▶ [Поставленная цель 1]:
В каком кафе и на какой улице пианист работал во время войны, согласно тексту о варшавском гетто?
▶ [Поставленная цель 2]:
Продублируйте из текста о варшавском гетто фрагмент, который начинается со слов "Послеобеденное время было" и заканчивается словами "к большим разрушениям.".

6 ПОРА ДЕТЕЙ И СУМАСШЕДШИХ

6 ПОРА ДЕТЕЙ И СУМАСШЕДШИХ

Во время войны я снова начал работать пианистом — в кафе «Современник» на улице Новолипки, в самом центре варшавского гетто. Еще до конца 1940 года, когда был перекрыт выход из гетто, мы уже продали все, даже самое ценное, что у нас было, — рояль. Жизнь заставила меня преодолеть апатию и искать заработка. Для меня это стало благом. Работа оставляла меньше времени на размышления, а сознание того, что от моих усилий зависит существование всей семьи, помогло мне справиться с депрессией.

Рабочий день начинался после полудня. Я шел в кафе кривыми улочками, расположенными в центре гетто, а когда мне хотелось посмотреть на захватывающее зрелище — работу контрабандистов, я выбирал путь вдоль стены.

Послеобеденное время было самым подходящим для контрабанды. Солдаты, уставшие от утренних заданий и довольные наживой, теряли бдительность — все их мысли поглощал подсчет прибыли. В подворотнях и окнах домов, выходящих на стену гетто, мелькали тревожные тени людей, которые с нетерпением прислушивались к тарахтению подъезжавшей телеги. Когда этот звук усиливался и телега подходила совсем близко, раздавался условный свист, и через стену летели мешки и посылки. Из подворотен выбегали получатели, поспешно хватали свою добычу, и скрывались в подворотнях — снова наступала обманчивая тишина, полная нервного ожидания и таинственных шепотов. В те дни, когда солдаты более добросовестно выполняли свои обязанности, стук телег сопровождался звуками выстрелов, а из-за стены вместо мешков летели гранаты. Их оглушительные разрывы приводили к большим разрушениям.

▶ [Записи]:
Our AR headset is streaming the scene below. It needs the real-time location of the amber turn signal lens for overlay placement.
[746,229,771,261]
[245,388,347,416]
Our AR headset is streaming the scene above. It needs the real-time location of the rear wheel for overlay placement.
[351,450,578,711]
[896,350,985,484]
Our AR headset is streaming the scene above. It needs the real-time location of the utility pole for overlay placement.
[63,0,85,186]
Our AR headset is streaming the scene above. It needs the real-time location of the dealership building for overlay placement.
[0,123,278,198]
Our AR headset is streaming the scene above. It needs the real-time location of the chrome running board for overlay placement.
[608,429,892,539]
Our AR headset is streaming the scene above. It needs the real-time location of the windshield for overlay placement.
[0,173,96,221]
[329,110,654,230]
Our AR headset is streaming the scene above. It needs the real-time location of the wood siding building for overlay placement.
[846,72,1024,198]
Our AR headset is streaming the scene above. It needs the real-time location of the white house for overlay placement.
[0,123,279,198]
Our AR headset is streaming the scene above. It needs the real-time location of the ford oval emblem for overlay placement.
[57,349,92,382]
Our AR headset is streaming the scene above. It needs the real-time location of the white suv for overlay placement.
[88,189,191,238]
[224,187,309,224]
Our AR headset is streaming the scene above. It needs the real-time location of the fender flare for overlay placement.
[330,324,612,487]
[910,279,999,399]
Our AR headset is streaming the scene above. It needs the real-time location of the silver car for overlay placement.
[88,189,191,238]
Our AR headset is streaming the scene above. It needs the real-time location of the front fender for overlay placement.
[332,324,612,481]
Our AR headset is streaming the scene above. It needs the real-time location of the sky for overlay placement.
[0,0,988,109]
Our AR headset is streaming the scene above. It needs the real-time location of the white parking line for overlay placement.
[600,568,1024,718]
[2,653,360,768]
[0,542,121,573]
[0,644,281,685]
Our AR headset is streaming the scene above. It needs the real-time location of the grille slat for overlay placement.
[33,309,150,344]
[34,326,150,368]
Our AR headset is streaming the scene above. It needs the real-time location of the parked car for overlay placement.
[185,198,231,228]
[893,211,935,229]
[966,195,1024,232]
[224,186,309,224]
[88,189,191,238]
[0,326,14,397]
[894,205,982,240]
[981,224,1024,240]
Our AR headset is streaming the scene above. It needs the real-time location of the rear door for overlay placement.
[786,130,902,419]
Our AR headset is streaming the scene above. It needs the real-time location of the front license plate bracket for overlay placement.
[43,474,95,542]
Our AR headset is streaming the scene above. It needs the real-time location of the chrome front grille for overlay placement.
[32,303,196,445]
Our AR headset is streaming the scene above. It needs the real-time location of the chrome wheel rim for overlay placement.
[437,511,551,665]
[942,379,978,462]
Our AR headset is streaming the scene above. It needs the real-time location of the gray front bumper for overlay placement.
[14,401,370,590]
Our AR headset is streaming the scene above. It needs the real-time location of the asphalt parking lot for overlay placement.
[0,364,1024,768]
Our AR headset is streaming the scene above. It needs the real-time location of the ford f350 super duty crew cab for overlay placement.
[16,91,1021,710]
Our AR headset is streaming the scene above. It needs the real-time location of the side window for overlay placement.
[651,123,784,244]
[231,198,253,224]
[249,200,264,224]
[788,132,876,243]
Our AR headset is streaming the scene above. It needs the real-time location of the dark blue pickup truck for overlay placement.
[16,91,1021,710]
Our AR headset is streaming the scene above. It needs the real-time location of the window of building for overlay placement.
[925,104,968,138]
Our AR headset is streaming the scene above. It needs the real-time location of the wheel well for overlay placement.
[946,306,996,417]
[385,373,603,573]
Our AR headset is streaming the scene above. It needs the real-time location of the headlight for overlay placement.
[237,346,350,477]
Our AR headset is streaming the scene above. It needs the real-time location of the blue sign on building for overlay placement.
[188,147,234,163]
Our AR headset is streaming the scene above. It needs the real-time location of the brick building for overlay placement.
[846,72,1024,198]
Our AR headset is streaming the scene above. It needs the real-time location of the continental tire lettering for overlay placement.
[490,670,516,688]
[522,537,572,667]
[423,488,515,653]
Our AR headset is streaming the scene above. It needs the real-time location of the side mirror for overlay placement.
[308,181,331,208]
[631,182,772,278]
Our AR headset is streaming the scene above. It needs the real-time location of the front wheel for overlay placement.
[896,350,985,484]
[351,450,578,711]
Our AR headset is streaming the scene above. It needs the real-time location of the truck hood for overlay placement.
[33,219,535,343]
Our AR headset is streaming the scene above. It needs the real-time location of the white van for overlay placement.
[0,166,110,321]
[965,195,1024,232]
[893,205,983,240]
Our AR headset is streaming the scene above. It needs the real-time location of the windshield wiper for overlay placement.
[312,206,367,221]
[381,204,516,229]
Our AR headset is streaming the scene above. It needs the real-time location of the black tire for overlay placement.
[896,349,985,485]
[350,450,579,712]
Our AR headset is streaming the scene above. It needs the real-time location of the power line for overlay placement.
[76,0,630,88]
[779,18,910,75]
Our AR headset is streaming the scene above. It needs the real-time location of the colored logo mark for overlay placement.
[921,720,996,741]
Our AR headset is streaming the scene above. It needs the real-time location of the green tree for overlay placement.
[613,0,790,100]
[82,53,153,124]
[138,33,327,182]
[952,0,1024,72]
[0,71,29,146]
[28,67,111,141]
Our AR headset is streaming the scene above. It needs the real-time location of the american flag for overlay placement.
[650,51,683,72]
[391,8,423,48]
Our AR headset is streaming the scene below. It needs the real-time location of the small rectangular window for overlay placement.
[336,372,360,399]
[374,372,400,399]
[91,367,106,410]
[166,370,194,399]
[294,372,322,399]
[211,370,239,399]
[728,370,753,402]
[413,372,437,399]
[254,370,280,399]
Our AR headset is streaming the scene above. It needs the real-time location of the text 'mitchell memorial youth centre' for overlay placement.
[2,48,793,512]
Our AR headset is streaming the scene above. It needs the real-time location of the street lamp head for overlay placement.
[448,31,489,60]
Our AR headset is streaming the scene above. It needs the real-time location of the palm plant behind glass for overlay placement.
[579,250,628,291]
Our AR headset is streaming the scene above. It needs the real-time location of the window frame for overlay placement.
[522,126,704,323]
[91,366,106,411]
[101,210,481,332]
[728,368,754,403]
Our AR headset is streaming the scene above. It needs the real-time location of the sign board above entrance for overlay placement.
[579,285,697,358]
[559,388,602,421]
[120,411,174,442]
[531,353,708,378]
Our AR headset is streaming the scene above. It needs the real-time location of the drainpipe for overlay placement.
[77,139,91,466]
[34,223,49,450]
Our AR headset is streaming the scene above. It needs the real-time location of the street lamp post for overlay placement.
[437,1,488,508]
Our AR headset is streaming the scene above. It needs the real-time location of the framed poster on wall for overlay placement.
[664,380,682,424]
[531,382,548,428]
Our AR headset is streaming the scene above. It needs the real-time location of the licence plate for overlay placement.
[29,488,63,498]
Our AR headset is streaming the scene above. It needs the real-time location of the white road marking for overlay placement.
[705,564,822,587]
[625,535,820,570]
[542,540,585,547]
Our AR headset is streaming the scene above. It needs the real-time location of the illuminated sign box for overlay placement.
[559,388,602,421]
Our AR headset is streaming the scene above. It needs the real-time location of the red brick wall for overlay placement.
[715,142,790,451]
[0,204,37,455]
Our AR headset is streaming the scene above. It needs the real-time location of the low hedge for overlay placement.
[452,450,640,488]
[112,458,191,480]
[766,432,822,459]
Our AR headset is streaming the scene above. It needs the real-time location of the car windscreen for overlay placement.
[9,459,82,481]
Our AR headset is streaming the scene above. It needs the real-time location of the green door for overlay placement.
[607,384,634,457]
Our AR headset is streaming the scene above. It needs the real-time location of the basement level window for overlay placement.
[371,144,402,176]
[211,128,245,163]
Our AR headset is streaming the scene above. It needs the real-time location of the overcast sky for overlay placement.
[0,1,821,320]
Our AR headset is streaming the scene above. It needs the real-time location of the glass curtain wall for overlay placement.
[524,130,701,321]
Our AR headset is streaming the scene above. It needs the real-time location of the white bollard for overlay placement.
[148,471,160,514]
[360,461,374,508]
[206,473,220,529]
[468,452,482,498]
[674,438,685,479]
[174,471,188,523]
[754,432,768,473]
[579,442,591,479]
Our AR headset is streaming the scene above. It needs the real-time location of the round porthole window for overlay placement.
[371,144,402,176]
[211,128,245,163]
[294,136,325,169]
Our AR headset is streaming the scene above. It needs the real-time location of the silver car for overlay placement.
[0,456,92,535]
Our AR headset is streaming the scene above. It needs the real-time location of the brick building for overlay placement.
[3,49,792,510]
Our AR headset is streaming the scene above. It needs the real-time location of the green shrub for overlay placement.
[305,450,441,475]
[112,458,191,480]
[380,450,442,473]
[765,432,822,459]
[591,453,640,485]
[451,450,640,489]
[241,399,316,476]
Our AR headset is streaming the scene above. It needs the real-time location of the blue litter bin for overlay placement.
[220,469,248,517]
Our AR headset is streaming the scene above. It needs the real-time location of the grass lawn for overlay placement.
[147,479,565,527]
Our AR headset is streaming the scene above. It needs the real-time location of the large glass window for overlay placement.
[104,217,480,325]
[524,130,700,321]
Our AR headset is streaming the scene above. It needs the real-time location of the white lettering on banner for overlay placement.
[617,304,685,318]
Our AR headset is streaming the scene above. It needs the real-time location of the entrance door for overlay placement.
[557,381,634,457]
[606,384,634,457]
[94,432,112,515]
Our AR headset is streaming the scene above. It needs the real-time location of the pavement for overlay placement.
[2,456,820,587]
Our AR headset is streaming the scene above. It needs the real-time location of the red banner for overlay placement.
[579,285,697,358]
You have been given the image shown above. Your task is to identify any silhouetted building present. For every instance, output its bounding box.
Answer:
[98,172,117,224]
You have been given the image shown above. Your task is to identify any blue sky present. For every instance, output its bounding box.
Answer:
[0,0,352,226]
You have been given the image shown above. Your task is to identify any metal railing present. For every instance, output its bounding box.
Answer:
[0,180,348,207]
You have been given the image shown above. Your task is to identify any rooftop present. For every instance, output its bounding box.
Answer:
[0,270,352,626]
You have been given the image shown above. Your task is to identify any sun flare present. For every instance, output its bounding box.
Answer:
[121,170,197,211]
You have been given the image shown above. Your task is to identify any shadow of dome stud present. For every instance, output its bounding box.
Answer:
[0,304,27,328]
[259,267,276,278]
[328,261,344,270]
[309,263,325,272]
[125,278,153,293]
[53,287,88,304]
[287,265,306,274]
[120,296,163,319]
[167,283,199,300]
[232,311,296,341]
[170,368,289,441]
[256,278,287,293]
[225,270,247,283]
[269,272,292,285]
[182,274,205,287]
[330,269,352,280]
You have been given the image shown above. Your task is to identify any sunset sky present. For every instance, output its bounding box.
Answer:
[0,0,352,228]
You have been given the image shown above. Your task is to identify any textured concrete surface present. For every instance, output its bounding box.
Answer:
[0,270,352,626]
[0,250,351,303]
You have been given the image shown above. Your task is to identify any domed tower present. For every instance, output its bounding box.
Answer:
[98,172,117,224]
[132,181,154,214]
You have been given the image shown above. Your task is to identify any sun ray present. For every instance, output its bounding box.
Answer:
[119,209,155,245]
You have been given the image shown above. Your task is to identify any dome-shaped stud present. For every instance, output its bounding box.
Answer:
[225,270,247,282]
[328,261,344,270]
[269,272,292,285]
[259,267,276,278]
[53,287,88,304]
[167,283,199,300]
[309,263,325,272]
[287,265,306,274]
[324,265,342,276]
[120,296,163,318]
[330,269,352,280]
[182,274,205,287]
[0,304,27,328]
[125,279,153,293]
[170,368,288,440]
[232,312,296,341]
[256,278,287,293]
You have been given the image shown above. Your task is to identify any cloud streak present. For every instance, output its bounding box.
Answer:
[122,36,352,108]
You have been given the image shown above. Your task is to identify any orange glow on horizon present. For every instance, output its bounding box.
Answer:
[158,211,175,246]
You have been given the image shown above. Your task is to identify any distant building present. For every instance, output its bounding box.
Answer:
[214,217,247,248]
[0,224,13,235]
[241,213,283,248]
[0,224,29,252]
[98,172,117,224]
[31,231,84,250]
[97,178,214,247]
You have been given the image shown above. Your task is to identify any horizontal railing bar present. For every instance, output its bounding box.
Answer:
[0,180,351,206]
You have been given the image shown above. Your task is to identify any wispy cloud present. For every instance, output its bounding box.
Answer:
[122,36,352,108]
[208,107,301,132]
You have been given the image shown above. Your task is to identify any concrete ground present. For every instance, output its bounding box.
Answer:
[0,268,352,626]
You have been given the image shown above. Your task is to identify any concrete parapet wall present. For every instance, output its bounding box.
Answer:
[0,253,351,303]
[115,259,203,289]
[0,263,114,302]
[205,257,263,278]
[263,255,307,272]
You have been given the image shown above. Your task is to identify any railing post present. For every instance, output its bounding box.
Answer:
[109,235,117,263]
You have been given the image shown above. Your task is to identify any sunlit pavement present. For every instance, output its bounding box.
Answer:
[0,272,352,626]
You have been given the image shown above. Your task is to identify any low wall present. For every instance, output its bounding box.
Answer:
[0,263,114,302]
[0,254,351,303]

▶ [Ответ на задание 1]:
В кафе «Современник» на улице Новолипки.

▶ [Ответ на задание 2]:
Послеобеденное время было самым подходящим для контрабанды. Солдаты, уставшие от утренних заданий и довольные наживой, теряли бдительность — все их мысли поглощал подсчет прибыли. В подворотнях и окнах домов, выходящих на стену гетто, мелькали тревожные тени людей, которые с нетерпением прислушивались к тарахтению подъезжавшей телеги. Когда этот звук усиливался и телега подходила совсем близко, раздавался условный свист, и через стену летели мешки и посылки. Из подворотен выбегали получатели, поспешно хватали свою добычу, и скрывались в подворотнях — снова наступала обманчивая тишина, полная нервного ожидания и таинственных шепотов. В те дни, когда солдаты более добросовестно выполняли свои обязанности, стук телег сопровождался звуками выстрелов, а из-за стены вместо мешков летели гранаты. Их оглушительные разрывы приводили к большим разрушениям.